[SELECTION]
★ ★ ★
= Milivoj Vrebalov =

Serbian politician

Milivoj Vrebalov (Миливој Вребалов; born 12 May 1966) is a politician in Serbia. He was the mayor of Novi Bečej from 2006 to 2012 and a member of the Assembly of Vojvodina from 2008 to 2016, serving for a time as a deputy speaker. At different times, Vrebalov was a member of the Democratic Party (Demokratska stranka, DS) and the Liberal Democratic Party (Liberalno demokratska partija, LDP).

In 2018, he was convicted of abuse of office and sentenced to one year of house arrest.

==Early life and private career==
Vrebalov was born in Novi Bečej, in what was then the Socialist Republic of Serbia in the Socialist Federal Republic of Yugoslavia. He graduated from the Higher School of Management in Kikinda and later received a degree from Belgrade's College of Vocational Studies. From 1990 to 2006, he worked as a private entrepreneur.

==Politician==
===Municipal and provincial politics===
Vrebalov first ran for the Novi Bečej municipal assembly in the 2004 Serbian local elections, as the lead candidate on an independent electoral list with the name, "For the Good of the Municipality." The list won a single mandate, which, under the municipal election rules in force at the time, was automatically assigned to Vrebalov. He joined the DS in 2005. The party experienced a serious split later in the year, with Čedomir Jovanović forming the LDP as a breakaway group. Vrebalov sided with Jovanović and joined the new party.

Serbia introduced the direct election of mayors in 2004. Aca T. Đukičin, at the time as member of the Reformists of Vojvodina (Reformisti Vojvodine, RV), was elected as mayor of Novi Bečej in the 2004 municipal campaign; he was defeated in a recall vote in April 2006, and a by-election was held shortly thereafter to determine his replacement. Vrebalov ran as the LDP's candidate and was elected in the second round of voting.

The direct election of mayors was abolished at the 2008 Serbian local elections; Vrebalov led the LDP's list to a plurality victory in Novi Bečej with eleven out of thirty-one seats and was chosen for a second term as mayor by the elected members of the new assembly. He was also elected to the Vojvodina provincial assembly in the concurrent 2008 provincial election, winning the Novi Bečej constituency seat in the second round; he was the only LDP member to win a seat in the provincial assembly in this electoral cycle.
★ ★ ★
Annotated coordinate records
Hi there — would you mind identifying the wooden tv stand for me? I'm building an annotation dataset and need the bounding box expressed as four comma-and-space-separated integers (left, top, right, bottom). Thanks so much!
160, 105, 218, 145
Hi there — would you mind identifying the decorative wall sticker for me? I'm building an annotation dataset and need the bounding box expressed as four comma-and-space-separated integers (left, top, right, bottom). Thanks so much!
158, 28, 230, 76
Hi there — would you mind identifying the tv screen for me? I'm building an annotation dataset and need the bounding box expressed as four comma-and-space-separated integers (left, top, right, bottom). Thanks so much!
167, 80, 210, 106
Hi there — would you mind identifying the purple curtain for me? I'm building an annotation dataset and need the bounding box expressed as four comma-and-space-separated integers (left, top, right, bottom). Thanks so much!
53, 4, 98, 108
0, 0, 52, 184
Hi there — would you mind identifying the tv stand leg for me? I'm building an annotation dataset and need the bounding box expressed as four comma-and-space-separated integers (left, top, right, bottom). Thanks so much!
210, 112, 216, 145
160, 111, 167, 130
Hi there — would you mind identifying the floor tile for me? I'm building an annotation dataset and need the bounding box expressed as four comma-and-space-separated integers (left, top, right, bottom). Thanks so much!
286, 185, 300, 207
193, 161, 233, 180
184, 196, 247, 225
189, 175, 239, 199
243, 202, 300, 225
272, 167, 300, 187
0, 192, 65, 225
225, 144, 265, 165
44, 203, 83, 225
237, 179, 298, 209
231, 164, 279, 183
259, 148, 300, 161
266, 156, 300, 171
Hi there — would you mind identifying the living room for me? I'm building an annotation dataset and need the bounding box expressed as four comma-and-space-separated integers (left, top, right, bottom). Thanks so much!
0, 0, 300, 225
★ ★ ★
[TASKS TO CARRY OUT]
A: Turn the paragraph in the Vrebalov biography that opens "Vrebalov first ran for the Novi Bečej municipal assembly" into a short bulleted list that keeps its main facts.
B: According to the Vrebalov biography, how many of the thirty-one seats in Novi Bečej did the LDP's list win in 2008?

[RESPONSES FOR EACH TASK]
A:
- In the 2004 Serbian local elections, Vrebalov ran for the Novi Bečej municipal assembly as lead candidate on the independent list "For the Good of the Municipality."
- The list won one mandate, which went automatically to Vrebalov under the rules then in force.
- He joined the DS in 2005.
- Later that year the party split when Čedomir Jovanović formed the LDP as a breakaway group.
- Vrebalov sided with Jovanović and joined the LDP.

B: Eleven.